### ACTION ITEM A
Decide whether each statement below agrees with the passage on the rural resources commission. Answer yes or no for each, quoting the deciding words of the passage exactly.
(i) The commission was established by Chapter 428 of the laws of 1982.
(ii) Coal is among the energies named under Green Energy.
(iii) Aubertine and Koon gave the commission research and drafting work in five key areas.
### ACTION ITEM B
Please copy the passage on the rural resources commission word for word, starting at "1) Farm to Fork: This" and ending at "to create jobs.".

### DOCUMENT SEGMENT
Economic growth in Upstate New York is a priority of the New Senate Leadership. As part of the new Chair’s immediate agenda, it will also strive to ensure that the opportunities available through the Federal American Recovery and Reinvestment Act (the stimulus package) are known to and within the reach those in rural New York who stand to benefit from their existence. 

Aubertine and Koon have charged the commission with spearheading the research and drafting of legislation in five key areas, all of which will lead to a more sustainable, stable and prosperous Upstate economy.

1) Farm to Fork: This Commission will promote programs which build bridges between our state’s farmers and organizations, such as schools, colleges, nursing homes and correctional facilities. This opens up new markets for our state’s agriculture industry and provides healthy, local food for these organizations. 

2) Green Energy: Agriculture and rural New York can play a key role in the development of alternative energy technologies, manufacturing and production of wind, nuclear, hydropower, solar, biodiesel, cellulosic fuels including ethanol, and other clean energies. With global warming and international conflict forcing our nation to look beyond foreign oil and other fossil fuels, Upstate New York can capitalize on this market trend to create jobs. 

3) Green Jobs/Green Partnerships: In addition to green energy, Upstate has a growing industry for environmentally sustainable products which we need to cultivate. By developing incentives for these industries to locate here in New York, working with local small businesses, and through partnerships with SUNY and private universities to advance these innovations, this Commission will work to bring manufacturing jobs back to Upstate.

4) Re-thinking Upstate Infrastructure:   If Upstate New York’s economy is going to grow, we need to make sure we can by laying the necessary groundwork for economic viability. This includes maintaining and improving infrastructure for water, sewer, roads, and mass transit, as well as broadband Internet. 

5) Rural Healthcare: A key component for improving the quality of life for rural New Yorkers and enticing business investment is improving access to healthcare through programs to recruit more doctors to rural areas, telemedicine and increased awareness of programs available to maintain demand for specialized services.

Joining Smith, Aubertine and Koon were key policy experts in these fields, including Dr. Ray Cross , President of SUNY Morrisville, Peter G. Beatty, Ph.D., Associate Director of Rural Medicine Education at Upstate Medical University, David Haight , New York Director of American Farmland Trust, and Margaret Lamb , School Lunch Program Director, Saratoga Springs School District and a member of Farm to School.  

Established by Chapter 428 of the laws of 1982, the Legislative Commission on Rural Resources is a bi-partisan agency in the state Legislature charged with examining the impact of rural resources on the state’s economy, reviewing existing laws/regulations as they relate to rural resources, assessing the effectiveness of programs designed to promote rural viability, recommending and sponsoring legislation and otherwise promoting activities that will enhance and protect rural resources. 

The Commission hosts conferences, conducts hearings, completes studies, issues reports, responds to constituent concerns, drafts legislation, and interacts with all levels of Government to promote and strengthen the role of rural New York, now and into the future. In this role it is an important resource to lawmakers to inform them about the impact of rural issues on the state as a whole.

### EXCERPTED DATA
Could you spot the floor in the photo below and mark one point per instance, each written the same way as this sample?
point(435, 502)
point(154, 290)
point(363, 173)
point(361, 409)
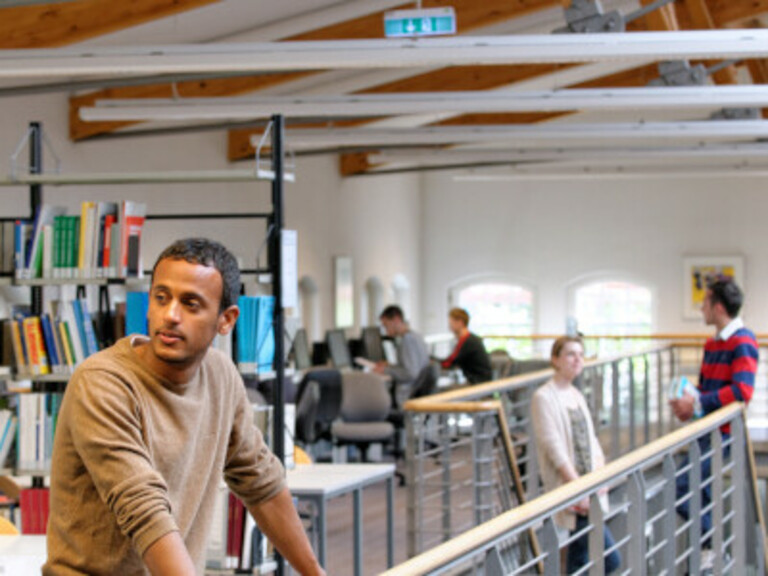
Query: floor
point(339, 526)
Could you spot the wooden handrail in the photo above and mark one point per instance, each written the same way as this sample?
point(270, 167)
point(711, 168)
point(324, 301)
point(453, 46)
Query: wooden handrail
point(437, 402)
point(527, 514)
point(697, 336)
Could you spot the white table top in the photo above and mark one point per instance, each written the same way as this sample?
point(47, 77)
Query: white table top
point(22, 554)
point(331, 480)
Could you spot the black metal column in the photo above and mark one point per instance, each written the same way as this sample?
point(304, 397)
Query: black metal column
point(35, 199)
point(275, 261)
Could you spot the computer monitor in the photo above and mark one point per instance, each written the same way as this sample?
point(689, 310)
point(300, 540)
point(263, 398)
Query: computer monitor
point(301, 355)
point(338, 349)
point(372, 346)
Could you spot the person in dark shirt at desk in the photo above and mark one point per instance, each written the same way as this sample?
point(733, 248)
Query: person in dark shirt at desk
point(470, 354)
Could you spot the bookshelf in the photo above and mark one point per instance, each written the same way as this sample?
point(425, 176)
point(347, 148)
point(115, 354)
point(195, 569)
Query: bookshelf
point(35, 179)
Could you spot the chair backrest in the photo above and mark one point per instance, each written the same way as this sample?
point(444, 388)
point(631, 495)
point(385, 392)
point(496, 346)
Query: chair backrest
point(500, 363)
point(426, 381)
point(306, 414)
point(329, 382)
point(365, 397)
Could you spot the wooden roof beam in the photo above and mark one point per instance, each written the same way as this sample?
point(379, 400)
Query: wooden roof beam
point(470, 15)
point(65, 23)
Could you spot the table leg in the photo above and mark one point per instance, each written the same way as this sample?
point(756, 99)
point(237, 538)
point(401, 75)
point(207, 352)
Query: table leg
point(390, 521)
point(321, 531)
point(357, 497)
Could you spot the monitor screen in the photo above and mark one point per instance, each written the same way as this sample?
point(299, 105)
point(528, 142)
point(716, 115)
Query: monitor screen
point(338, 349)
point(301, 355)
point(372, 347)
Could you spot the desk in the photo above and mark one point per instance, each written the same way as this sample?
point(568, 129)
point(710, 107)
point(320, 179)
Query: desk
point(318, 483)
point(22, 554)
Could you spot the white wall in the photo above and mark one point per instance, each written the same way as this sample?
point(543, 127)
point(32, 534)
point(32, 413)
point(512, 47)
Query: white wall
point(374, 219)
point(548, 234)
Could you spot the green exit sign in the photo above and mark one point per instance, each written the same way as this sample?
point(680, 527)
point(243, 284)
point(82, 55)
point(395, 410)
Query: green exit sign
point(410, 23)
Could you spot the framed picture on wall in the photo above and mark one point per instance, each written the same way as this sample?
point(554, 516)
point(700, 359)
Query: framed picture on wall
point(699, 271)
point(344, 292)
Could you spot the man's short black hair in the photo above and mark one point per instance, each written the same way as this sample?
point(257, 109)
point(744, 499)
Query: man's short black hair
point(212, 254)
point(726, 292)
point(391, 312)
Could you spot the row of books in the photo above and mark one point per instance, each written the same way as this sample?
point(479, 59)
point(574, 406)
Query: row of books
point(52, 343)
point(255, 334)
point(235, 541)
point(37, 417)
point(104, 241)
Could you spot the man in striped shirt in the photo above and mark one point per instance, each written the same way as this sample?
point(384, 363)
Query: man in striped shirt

### ANSWER SECTION A
(i) Yes: "Established by Chapter 428 of the laws of 1982"
(ii) No: "wind, nuclear, hydropower, solar, biodiesel, cellulosic fuels including ethanol, and other clean energies"
(iii) Yes: "Aubertine and Koon have charged the commission with spearheading the research and drafting of legislation in five key areas"

### ANSWER SECTION B
1) Farm to Fork: This Commission will promote programs which build bridges between our state’s farmers and organizations, such as schools, colleges, nursing homes and correctional facilities. This opens up new markets for our state’s agriculture industry and provides healthy, local food for these organizations. 

2) Green Energy: Agriculture and rural New York can play a key role in the development of alternative energy technologies, manufacturing and production of wind, nuclear, hydropower, solar, biodiesel, cellulosic fuels including ethanol, and other clean energies. With global warming and international conflict forcing our nation to look beyond foreign oil and other fossil fuels, Upstate New York can capitalize on this market trend to create jobs.